## begin AVAILABLE DATA
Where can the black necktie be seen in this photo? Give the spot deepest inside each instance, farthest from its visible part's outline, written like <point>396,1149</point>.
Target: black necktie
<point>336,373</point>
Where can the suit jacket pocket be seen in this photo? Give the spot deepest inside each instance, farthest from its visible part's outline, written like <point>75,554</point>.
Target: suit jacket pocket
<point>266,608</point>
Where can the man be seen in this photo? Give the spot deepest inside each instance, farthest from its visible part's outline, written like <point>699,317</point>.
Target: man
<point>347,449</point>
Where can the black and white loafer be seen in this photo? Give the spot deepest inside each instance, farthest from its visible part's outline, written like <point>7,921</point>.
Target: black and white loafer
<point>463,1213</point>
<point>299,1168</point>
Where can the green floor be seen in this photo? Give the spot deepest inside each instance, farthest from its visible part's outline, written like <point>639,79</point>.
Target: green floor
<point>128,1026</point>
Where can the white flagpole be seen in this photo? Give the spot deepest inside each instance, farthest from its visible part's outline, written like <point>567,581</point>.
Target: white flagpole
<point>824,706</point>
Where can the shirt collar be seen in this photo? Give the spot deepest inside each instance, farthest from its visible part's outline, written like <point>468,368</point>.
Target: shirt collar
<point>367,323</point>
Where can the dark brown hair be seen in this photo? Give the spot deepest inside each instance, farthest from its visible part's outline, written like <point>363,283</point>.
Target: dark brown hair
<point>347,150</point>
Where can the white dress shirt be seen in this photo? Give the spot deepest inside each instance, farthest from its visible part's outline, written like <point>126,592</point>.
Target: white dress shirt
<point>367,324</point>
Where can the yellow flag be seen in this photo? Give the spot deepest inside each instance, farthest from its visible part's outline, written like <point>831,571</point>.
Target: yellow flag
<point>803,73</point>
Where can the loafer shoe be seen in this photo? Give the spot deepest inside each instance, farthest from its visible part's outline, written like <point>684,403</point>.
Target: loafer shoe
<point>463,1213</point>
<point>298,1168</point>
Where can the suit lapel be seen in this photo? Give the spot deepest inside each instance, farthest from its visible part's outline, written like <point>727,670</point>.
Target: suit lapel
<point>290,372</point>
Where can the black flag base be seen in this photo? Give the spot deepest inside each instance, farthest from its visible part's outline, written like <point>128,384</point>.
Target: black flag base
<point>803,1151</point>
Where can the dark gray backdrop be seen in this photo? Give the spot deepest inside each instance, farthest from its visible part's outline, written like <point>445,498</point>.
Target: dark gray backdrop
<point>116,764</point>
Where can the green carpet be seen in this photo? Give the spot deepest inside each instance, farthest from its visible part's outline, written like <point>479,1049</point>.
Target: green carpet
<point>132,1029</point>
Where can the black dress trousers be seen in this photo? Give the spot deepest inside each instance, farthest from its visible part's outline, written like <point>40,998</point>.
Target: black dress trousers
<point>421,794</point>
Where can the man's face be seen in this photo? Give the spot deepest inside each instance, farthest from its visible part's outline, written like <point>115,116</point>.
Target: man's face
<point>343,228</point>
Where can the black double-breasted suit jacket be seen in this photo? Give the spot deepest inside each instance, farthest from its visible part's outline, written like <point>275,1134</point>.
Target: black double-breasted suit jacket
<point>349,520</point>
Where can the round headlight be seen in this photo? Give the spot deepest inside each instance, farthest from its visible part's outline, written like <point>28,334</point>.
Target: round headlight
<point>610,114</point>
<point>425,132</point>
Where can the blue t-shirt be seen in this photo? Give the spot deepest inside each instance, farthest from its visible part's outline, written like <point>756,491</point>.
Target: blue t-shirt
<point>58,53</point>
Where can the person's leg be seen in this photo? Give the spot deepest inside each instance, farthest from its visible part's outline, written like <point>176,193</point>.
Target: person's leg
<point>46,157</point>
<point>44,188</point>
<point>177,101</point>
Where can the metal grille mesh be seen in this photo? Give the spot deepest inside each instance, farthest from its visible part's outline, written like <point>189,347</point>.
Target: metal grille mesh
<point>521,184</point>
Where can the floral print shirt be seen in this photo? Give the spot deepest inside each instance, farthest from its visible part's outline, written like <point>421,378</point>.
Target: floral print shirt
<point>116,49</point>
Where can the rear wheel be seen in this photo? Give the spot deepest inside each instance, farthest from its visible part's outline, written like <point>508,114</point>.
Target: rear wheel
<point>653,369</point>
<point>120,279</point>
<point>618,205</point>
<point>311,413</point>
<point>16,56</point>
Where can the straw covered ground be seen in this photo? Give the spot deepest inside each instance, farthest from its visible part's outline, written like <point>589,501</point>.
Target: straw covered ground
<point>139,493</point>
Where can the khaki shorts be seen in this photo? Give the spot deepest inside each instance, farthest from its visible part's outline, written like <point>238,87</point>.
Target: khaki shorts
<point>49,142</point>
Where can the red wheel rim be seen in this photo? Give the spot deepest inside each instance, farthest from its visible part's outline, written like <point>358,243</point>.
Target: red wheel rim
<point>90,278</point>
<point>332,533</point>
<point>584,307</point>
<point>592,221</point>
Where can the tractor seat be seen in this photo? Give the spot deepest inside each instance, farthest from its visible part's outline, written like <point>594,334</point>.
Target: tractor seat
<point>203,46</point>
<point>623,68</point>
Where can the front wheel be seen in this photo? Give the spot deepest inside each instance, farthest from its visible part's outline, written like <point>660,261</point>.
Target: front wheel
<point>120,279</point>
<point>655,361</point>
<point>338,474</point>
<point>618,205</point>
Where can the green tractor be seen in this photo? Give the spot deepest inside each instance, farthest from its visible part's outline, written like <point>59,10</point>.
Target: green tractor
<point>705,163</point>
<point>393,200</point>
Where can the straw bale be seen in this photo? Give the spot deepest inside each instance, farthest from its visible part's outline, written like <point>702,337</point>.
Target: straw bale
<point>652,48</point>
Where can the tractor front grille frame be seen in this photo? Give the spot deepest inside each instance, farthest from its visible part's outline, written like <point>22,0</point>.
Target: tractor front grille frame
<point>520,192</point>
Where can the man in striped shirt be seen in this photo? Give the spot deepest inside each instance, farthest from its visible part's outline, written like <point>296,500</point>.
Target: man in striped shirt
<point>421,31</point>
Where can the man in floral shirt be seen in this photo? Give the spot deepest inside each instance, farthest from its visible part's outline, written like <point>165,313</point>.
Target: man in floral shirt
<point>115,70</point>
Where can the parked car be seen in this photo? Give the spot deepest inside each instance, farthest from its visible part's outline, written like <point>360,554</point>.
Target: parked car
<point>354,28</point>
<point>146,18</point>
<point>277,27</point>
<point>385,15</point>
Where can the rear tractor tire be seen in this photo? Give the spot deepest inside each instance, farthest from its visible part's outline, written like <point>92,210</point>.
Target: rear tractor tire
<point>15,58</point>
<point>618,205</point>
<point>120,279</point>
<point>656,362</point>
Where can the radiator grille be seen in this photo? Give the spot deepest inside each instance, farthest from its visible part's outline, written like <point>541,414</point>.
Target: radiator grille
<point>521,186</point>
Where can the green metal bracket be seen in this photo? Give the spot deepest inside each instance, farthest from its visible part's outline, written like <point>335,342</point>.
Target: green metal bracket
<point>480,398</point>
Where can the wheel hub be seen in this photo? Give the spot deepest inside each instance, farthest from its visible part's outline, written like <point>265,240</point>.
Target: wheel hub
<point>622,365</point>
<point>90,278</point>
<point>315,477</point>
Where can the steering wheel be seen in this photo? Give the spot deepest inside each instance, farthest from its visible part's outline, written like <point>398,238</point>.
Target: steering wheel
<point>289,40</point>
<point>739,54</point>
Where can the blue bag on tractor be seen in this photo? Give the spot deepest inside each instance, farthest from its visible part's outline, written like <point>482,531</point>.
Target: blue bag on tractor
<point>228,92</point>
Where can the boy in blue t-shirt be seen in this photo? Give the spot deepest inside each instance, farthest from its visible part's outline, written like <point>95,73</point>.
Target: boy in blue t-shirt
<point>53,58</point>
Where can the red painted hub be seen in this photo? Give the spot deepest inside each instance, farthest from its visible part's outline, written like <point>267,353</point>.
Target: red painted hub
## end AVAILABLE DATA
GIVEN EXERCISE >> Please rewrite the rows as a two-column CSV with the headers row_text and answer. Begin at the top of the rows and stop after the line containing "<point>266,608</point>", putting one line per row, every field in quotes, and line breaks inside a field changed to spaces.

SOLUTION BELOW >>
row_text,answer
"Where can the black necktie be seen in this photo? Give the spot deepest inside each instance, farthest from its visible part's outline, written like <point>396,1149</point>. Target: black necktie","<point>336,373</point>"
"Where can the suit jacket pocket be seen in this photo? Give the spot deepest inside each instance, farthest from its visible part's outline, written like <point>75,554</point>. Target: suit jacket pocket","<point>266,608</point>"